═══ Extrahierter Text

Jazz Assoziativ
Eine swingende Zufalls-Collage von Bruno Leicht
„We‘re gonna be dancing in the dawn of a new day!“ — Yeah! — Woody Herman singt diesen Blues in der Hoffnung, daß der neue Tag das Glück schon bringen wird: „Die Wolken werden sich verziehen, und wir werden in die Morgenröte des neuen Tages hineintanzen, hallelujah! – Die Schatten des Elends werden verschwunden sein. – Lebt wohl ihr grauen Himmel! – Schaut den Sonnenaufgang, gebt euer Letztes und ruft hurrah!“ — Dann eine swingende Big Band, rollende Saxes und jumpende Brasses und eine euphorische Klarinette, die unbeugsam swingt. Ein kurzes Trompetensolo, ein ebenso kurzes Saxophon-Zwischenspiel, ein virtuos rauschendes Drum-Solo mit der in den Himmel auffahrenden Klarinette und Ende — ein auf Klang reduziertes Stück Film, den heute kaum einer mehr kennt. Eine Nummer, die es in sich hat. Der Film höchstwahrscheinlich nicht. Aber lest selbst nach: Wintertime (1943)
Wintertime? — Never heard of! — Sein Titel klingt eher nach White Christmas — Charlie Spivak & His Orchestra (1942) –, nach Schnulzigem und Seichtem — Siechtum der Seele also. Nicht so Dancing In The Dawn, gespielt von „The Band That Plays The Blues“.
Warum dieser Bandname? — „Weil wir Blues am besten spielen konnten.“ — So einfach war das damals.
Warum hießen Weintraubs Syncopators so? — „Weil wir alle unsere Nachnamen in einen Hut warfen. Danach mußte einer hineinlangen, und dieser Name wurde gezogen.“ — Ein jüdisch klingender Name, eine deutsche Band, mit Juden besetzt. Ab 1933 war Schluß. — Eine wunderbare Band, deren einziger Trompeter mit zwei Trompeten gleichzeitig spielen konnte; und das, noch bevor überhaupt jemand an Clark Terry dachte, der dann einen komischen Dialog daraus machte, ein Zwiegespräch zwischen Harmon-gedämpfter Trompete und offenem Flügelhorn zum Beispiel. Alles vorbei und aus der Traum.

══════

Arbeitsanweisung ->
Beantworten Sie bitte diese Fragen zum Jazz-Text:
(a) Aus welchem Jahr stammt der Film „Wintertime“?
(b) Welchen Beinamen trägt die Band, die „Dancing In The Dawn“ spielt?
(c) Wie kam der Name „Weintraubs Syncopators“ zustande?
Das Material ist eigenständig und gehört nicht zum Jazz-Text.

═══ Datenteil

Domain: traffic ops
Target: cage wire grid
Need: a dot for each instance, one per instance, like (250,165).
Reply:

══════

Antwort zur Übung ->
(a) Der Film stammt aus dem Jahr 1943.
(b) Sie wird „The Band That Plays The Blues“ genannt.
(c) Alle Bandmitglieder warfen ihre Nachnamen in einen Hut, einer griff hinein, und der gezogene Name wurde zum Bandnamen.